- SELECTED EXCERPT:
==================================================
America’s Most Endangered Species: the Virgin

America’s Most Endangered Species: the Virgin January 26, 2006

In "single and chaste: the yearning", Shabana writes about the challenge of loneliness for singles and the need for them to approach marriage carefully and without unrealistic expectations of their spouse or themselves.

In a similar vein, I suspect it’s hard for those born in less sexually charged times or in more religiously conservative lands to understand the incredible pull of sex for people who’ve come of age recently in America.  Regardless of one’s values, class, race, or religious background, if you grew up anywhere in America over the last 30-40 years, you’ve probably been inundated with a constant barrage of sexual titillation and propaganda for promiscuity since the minute you left your mother’s womb.  Forgive the nerdy comic book metaphor, but we’re all sexual mutants born of a childhood bathed in the "gamma rays" of a libertine culture.  We’re transformed from mature, balanced Bruce Banner’s to, well, Incredibly Horny Hulks. (Sorry, couldn’t resist…)

I don’t think to make this observation is in any way prudish or pessimistic, nor am I holding myself up as an exception (quite the contrary, alas).  That’s the way America–and, alas, increasingly, the rest of the world–is, and we’re all a product of it, willingly or not.

Let’s face it:  Sex (and materialism, a topic for another time) permeates the air we’ve breathed for generations.  When it comes to sex, we’re living in a modern-day Babylon.  Now, part of this stems from the fact that many people, including people who would consider themselves religious, no longer think there is anything wrong with Babylon.  I don’t have a problem that, so long as they’re honest about where they’re coming from.  If you don’t have a problem with that kinky state of affairs for philosophical reasons–e.g., if you believe that traditional sexual mores are psychologically unhealthy or inherently patriarchal (there are serious arguments)–that’s fine with me, so long as you do not employ pseudo-religious rhetoric to justify Babylon, the anti-thesis of traditional values. 

If you think I’m overreacting or exaggerating, take a look at popular culture.  Anybody with eyes can see how sexually charged movies and TV programs are for adults as well as teens. And observe cultural  programming for children–sometimes even on relatively culturally conservative media, like the PAX cable network–and note not only how quickly traditional (and, I suspect, instinctive) inhibitions about gender mixing are invalidated but how quickly even the youngest of children are introduced to the notion of dating.  The list goes on and on.

One way I think that the burden is especially heavy on men is how ruthlessly the concept of virginity is delegitimized and how men are conditioned to measure themselves by their sexual expertise and "success" in the dating game.  I don’t mean to imply that women are free of burdens, by any means, so much as discuss something I know from my own experience as an American man.
==================================================
- DATASET ENTRIES:
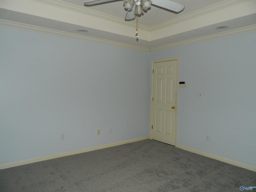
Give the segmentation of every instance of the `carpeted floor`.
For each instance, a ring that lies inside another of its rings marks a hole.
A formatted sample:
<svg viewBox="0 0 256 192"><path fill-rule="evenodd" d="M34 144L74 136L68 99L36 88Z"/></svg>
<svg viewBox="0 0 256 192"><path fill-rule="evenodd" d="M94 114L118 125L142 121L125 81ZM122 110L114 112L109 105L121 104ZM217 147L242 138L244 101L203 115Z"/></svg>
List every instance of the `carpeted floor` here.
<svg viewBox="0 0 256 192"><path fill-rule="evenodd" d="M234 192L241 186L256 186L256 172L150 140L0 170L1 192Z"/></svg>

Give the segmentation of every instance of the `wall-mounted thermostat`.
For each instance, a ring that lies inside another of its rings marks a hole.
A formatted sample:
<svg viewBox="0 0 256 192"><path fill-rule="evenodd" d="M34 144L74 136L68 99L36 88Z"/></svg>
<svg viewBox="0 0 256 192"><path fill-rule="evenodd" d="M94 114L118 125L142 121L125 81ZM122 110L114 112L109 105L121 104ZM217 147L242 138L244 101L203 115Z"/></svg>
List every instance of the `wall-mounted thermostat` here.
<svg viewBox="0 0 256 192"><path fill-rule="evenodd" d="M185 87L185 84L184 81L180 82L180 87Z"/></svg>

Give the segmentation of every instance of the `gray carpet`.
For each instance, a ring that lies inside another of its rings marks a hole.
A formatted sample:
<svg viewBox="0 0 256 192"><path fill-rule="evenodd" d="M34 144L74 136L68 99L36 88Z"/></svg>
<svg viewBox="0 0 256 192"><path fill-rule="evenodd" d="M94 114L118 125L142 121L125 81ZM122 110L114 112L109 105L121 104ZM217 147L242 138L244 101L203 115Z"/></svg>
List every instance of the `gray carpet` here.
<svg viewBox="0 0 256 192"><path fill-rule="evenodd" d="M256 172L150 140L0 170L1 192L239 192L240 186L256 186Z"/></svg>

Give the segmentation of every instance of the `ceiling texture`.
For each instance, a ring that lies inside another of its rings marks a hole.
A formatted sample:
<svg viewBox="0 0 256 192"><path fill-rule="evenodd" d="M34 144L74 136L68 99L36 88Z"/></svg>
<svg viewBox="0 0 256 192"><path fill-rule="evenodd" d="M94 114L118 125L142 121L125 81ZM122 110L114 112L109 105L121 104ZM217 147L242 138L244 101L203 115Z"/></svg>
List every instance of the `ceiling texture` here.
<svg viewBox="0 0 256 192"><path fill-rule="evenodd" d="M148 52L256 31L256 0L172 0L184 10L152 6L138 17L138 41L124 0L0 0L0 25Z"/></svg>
==================================================
- WRITTEN EXERCISE 1: From the post on virginity, copy the part that opens with the words containing "America’s Most Endangered Species: the Virgin January" and closes with "spouse or themselves.".
- WRITTEN EXERCISE 2:
Answer these questions about the post on virginity:
(a) What is the title of the piece by Shabana that the post mentions?
(b) Which comic book character stands for the mature, balanced person in the post's metaphor?
(c) Which cable network does the post name as relatively culturally conservative?

- RESPONSE 1:
America’s Most Endangered Species: the Virgin January 26, 2006

In "single and chaste: the yearning", Shabana writes about the challenge of loneliness for singles and the need for them to approach marriage carefully and without unrealistic expectations of their spouse or themselves.

- RESPONSE 2:
(a) "single and chaste: the yearning"
(b) Bruce Banner
(c) The PAX cable network